WHAT TO WORK ON:
Transcribe every entry word for word. Skip the pictures.

EXERCISE INPUT:
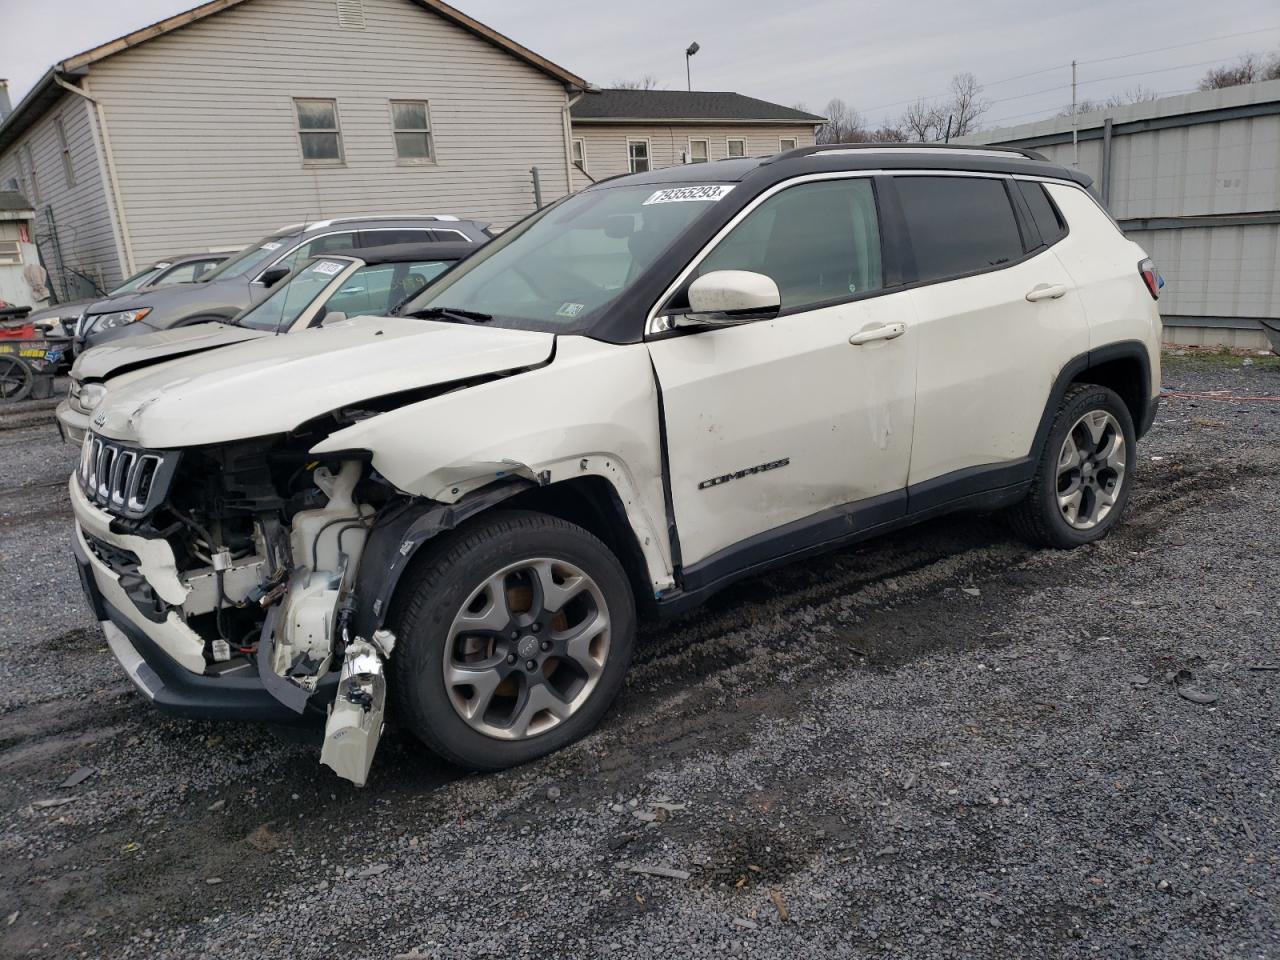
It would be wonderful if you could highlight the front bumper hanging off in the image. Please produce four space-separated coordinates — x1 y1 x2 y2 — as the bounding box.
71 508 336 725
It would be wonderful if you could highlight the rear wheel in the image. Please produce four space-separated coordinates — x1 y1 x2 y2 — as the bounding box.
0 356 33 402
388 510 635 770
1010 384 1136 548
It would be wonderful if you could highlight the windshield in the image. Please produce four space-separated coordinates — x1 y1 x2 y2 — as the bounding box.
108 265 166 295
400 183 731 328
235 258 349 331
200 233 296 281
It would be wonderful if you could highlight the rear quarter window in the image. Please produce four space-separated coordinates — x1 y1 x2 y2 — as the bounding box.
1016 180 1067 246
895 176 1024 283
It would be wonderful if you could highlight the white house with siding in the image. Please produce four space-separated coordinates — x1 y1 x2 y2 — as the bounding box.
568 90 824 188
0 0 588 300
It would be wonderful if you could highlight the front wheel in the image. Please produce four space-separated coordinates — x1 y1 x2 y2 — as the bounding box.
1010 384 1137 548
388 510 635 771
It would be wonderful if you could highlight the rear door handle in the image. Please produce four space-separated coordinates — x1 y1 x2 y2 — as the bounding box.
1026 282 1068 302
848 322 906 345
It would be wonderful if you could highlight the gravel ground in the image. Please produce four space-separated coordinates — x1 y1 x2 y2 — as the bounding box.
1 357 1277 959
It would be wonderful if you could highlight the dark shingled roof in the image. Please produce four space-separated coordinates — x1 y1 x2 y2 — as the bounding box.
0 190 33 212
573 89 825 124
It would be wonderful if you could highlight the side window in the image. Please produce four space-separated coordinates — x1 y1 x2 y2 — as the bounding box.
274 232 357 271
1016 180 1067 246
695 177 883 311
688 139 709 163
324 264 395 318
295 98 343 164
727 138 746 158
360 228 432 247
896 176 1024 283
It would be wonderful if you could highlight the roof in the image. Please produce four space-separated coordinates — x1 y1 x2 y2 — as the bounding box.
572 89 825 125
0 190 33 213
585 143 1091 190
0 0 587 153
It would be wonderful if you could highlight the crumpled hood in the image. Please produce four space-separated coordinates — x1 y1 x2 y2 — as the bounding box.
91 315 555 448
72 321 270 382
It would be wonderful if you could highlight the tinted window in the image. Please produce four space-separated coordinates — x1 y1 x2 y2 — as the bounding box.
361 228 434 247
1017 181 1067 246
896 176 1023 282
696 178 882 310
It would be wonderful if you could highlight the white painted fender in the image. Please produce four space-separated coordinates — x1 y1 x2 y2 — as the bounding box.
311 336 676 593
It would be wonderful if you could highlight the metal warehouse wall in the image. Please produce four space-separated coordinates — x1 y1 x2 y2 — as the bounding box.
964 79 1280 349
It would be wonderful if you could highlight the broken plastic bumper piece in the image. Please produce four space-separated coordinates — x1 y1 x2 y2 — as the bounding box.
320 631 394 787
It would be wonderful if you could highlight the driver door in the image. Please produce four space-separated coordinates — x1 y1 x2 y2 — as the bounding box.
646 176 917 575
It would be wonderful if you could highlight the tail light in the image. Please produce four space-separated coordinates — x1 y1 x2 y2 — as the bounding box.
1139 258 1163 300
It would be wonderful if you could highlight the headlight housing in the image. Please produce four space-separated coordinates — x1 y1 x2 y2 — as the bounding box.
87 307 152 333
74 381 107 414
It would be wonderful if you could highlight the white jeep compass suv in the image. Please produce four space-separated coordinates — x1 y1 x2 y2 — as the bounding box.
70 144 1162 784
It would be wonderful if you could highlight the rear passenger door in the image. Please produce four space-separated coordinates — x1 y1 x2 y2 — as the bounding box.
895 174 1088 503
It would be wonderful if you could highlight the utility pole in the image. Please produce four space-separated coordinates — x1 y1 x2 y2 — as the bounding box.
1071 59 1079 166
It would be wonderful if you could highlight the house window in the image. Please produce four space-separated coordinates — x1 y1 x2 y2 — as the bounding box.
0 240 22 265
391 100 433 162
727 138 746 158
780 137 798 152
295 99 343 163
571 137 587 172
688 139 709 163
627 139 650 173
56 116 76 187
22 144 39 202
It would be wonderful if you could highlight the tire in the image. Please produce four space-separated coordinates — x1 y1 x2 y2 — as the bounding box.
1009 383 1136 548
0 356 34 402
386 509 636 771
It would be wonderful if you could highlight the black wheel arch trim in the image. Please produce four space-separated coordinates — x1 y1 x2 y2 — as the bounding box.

FINISHED EXERCISE:
It would be wonderful if you could highlight the front bumper hanging off in the image. Please produce four space-separated coordinates — x1 y1 x2 y2 — as the bounding box.
71 508 336 725
It would be wonderful if you could highlight the rear wheel in the image. Please produce four space-separated coordinates — x1 y1 x2 y2 — as the bounding box.
0 356 33 402
388 510 635 770
1010 384 1136 548
It would be wonderful if you could highlight the windshield in the image. Please produce four space-separated coordinates — x1 y1 x2 y2 — as the bounding box.
108 265 166 295
400 183 731 328
235 258 349 331
200 233 296 281
It would be wonderful if you could highlight the rear quarter window in the image. Please produce four space-separated coordinates — x1 y1 x2 y2 — as the bounding box.
1016 180 1067 246
895 176 1024 283
It would be wonderful if you could highlight the white house with siding in the image. Please produce four space-separated coordinates — x1 y1 x2 y2 — as the bounding box.
568 90 824 188
0 0 588 300
It would be wonderful if you could highlight the front wheel in the image. Please produce four space-separated coordinates — x1 y1 x2 y2 — as the bounding box.
1010 384 1137 548
388 510 635 771
It would be wonderful if you could highlight the rear door handle in the image. Please produce four space-separated coordinates — x1 y1 x2 y2 — as the bounding box.
1026 282 1068 302
848 322 906 345
It would be wonderful if you could highlight the gravel ground in the image. Please produce four space-separated coordinates — x1 y1 x2 y2 — as the bounding box.
1 357 1277 959
It would be wonderful if you could highlight the dark shingled roof in the image. Please produce four space-separated coordinates — x1 y1 x2 y2 — as the bounding box.
0 190 33 212
573 89 825 124
It would be wonderful if you could highlight the side window in the image. Please produce four space-separated coordinates — x1 y1 x2 y2 — as the bounding box.
274 232 357 271
1016 180 1067 246
695 177 883 311
688 139 709 163
324 264 395 318
295 98 343 164
727 138 746 158
360 228 432 247
896 176 1024 283
It would be wonderful if you could highlight the roof in the image. Please produce four space-separated coordinates — x1 y1 x2 y2 — as the bounding box.
572 89 825 125
0 190 33 213
585 143 1091 190
0 0 587 153
It would be wonderful if you could highlight the crumpled hood in the image. Please produce four space-separated coordinates — x1 y1 x2 y2 — as the bounding box.
91 315 555 448
72 321 270 382
It would be wonderful if you could highlight the tinted window in the image. Please produce four space-separated coordinates — x1 y1 x2 y2 — as the bounding box.
361 228 434 247
1017 181 1067 246
896 176 1023 282
696 178 882 310
It would be wonderful if you could highlight the white painted fender in the image. Please produce four space-separated coordinates — x1 y1 x2 y2 — as the bounding box.
311 336 676 593
It would be wonderful if you could highlight the metal warehouse wall in the image. Please produce four space-separated coordinates — x1 y1 x2 y2 — as the bounding box.
964 79 1280 349
It would be wonderful if you could highlight the broken plastic bumper piece in the image. Please produce four space-separated coordinates — x1 y1 x2 y2 — as the bounding box.
320 631 394 787
It would be wonderful if you could highlight the driver door in the image. Please produce four space-separated coordinates — x1 y1 x2 y2 — as the bounding box.
646 176 917 575
It would be wonderful if you could highlight the tail light in the image. Please produce four space-separated coordinates — x1 y1 x2 y2 — as the bounding box.
1139 258 1163 300
It would be wonderful if you could highlight the headlight housing in the image. Please produce four space-separated coordinates — x1 y1 x2 y2 — as the bounding box.
87 307 152 333
74 381 107 414
It would be wonderful if you could highlight the white jeep compass suv in the image. Please produce four space-separated coordinates — x1 y1 x2 y2 — as the bounding box.
70 144 1162 784
It would be wonderful if you could highlight the rear passenger door in the image. Please produce four space-separated coordinates — x1 y1 x2 y2 — as the bounding box.
895 174 1088 503
It would be wonderful if you could highlight the utility pole in the image. Please produce four space-separated coordinates — x1 y1 x2 y2 — as the bounding box.
1071 59 1079 166
It would be wonderful if you could highlight the house window in the image. Please produce four space-separated coordinates — x1 y1 x2 y2 — as the bounding box.
0 240 22 265
391 100 433 162
727 138 746 158
780 137 798 152
295 99 343 163
571 137 587 172
688 139 709 163
627 139 650 173
56 116 76 187
22 144 39 202
It would be wonderful if you could highlight the tire in the image. Please produce four space-separated coordinates — x1 y1 x2 y2 — as the bounding box.
1009 383 1136 548
0 356 34 402
386 509 636 771
It would be wonderful if you could highlight the black wheel arch trim in the image. Please produce four space-separated coordinates — x1 y1 x2 y2 — as the bounding box.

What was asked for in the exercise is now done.